_What is being asked_
Print every line of the material below verbatim and make no changes of any kind.

[Entries from a dataset]
☆ ☆ ☆ ☆ ☆

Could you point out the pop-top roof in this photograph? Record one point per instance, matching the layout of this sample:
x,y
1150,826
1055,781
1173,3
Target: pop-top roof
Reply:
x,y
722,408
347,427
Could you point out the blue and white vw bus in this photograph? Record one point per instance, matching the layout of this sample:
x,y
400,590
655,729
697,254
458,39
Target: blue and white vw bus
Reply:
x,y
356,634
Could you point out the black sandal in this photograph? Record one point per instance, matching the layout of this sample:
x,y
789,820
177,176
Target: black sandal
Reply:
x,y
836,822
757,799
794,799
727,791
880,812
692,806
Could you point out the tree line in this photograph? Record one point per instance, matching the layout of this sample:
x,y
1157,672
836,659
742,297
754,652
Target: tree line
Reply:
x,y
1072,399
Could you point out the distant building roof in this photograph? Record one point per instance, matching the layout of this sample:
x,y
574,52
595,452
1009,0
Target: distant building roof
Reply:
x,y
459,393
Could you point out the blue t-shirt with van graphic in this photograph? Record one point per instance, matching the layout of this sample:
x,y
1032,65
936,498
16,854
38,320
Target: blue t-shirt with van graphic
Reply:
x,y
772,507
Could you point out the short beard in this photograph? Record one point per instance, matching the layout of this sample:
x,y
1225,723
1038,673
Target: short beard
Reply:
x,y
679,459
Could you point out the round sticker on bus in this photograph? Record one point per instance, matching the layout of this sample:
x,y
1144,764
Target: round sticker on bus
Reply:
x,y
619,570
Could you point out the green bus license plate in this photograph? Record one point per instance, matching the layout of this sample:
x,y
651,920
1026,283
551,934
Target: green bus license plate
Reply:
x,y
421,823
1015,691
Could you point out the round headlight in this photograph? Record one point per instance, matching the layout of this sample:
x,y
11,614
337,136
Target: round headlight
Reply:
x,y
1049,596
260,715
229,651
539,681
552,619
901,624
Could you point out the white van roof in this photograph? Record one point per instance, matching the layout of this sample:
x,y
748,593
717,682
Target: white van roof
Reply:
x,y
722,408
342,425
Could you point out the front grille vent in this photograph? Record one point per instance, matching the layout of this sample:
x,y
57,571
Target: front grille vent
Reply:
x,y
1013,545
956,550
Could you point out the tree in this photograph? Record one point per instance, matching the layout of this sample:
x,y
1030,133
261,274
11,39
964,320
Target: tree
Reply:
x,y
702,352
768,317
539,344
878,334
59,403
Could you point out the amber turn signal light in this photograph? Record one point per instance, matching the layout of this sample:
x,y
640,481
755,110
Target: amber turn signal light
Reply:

☆ ☆ ☆ ☆ ☆

_Correct answer_
Could you point out the pop-top roof in this photograph? Record one point per instance, matching the layout of this sample:
x,y
1150,826
1055,781
1173,3
Target: pop-top roof
Reply:
x,y
722,408
347,427
Could you point out the blue and white vw bus in this photograph? Record one point per instance, matching the layout of this sample:
x,y
400,590
655,729
697,254
458,39
Target: blue and white vw bus
Reply:
x,y
356,634
Could you point out the black sandal in this photograph? Record one point per instance, matching the layout of this sample:
x,y
789,820
177,176
Target: black sandal
Reply:
x,y
836,822
757,799
794,799
727,791
880,812
692,806
Could you point out the tree line in this photograph? Record one point per instance, matching the layout of this sample:
x,y
1157,672
836,659
742,297
754,652
Target: tree line
Reply:
x,y
1072,399
Could you point out the distant building roof in this photograph? Record one point per instance, matching the layout of this sample:
x,y
574,52
595,452
1009,0
Target: distant building roof
Reply:
x,y
459,393
Could you point out the blue t-shirt with van graphic in this photograph? Record one point per instance, matching the layout of this sample:
x,y
1032,65
936,498
16,854
38,320
Target: blue t-shirt with van graphic
Reply:
x,y
772,507
Could you point out the short beard in this photograph? Record one point per instance, matching the layout of this sample:
x,y
1225,723
1038,673
Target: short beard
Reply:
x,y
679,459
Could you point out the round sticker on bus in this photograph? Record one point per instance, matching the layout of this sample:
x,y
1144,764
Target: round sticker on bus
Reply:
x,y
619,570
Could you point out the green bus license plate in this photograph? Record one point per instance, matching the layout of this sample:
x,y
651,920
1026,283
551,934
Target: green bus license plate
Reply:
x,y
421,823
1015,691
Could you point out the round headlight in this photograph? Record one point per instance, matching the layout of this sample:
x,y
11,614
337,136
Target: round headlight
Reply:
x,y
1049,596
260,715
229,651
539,681
552,619
901,624
Could you point out the white van roof in this photograph? Record one point per instance, matching the layout of this sample:
x,y
748,593
717,682
Target: white van roof
Reply:
x,y
722,408
342,425
Could you point out the front grille vent in this photograph? Record one point per instance, matching the layout of this sample:
x,y
57,571
Target: front grille vent
Reply:
x,y
1013,545
956,550
Could you point out the tree in this photograph? Record one point per instance, matching the layout of this sample:
x,y
1030,133
261,274
11,39
964,320
Target: tree
Reply:
x,y
702,352
768,317
539,344
878,334
59,403
Could you point out the amber turn signal light in this photograph? Record one point per instance, matching the layout of this sample:
x,y
640,481
755,110
Target: amber turn signal light
Reply:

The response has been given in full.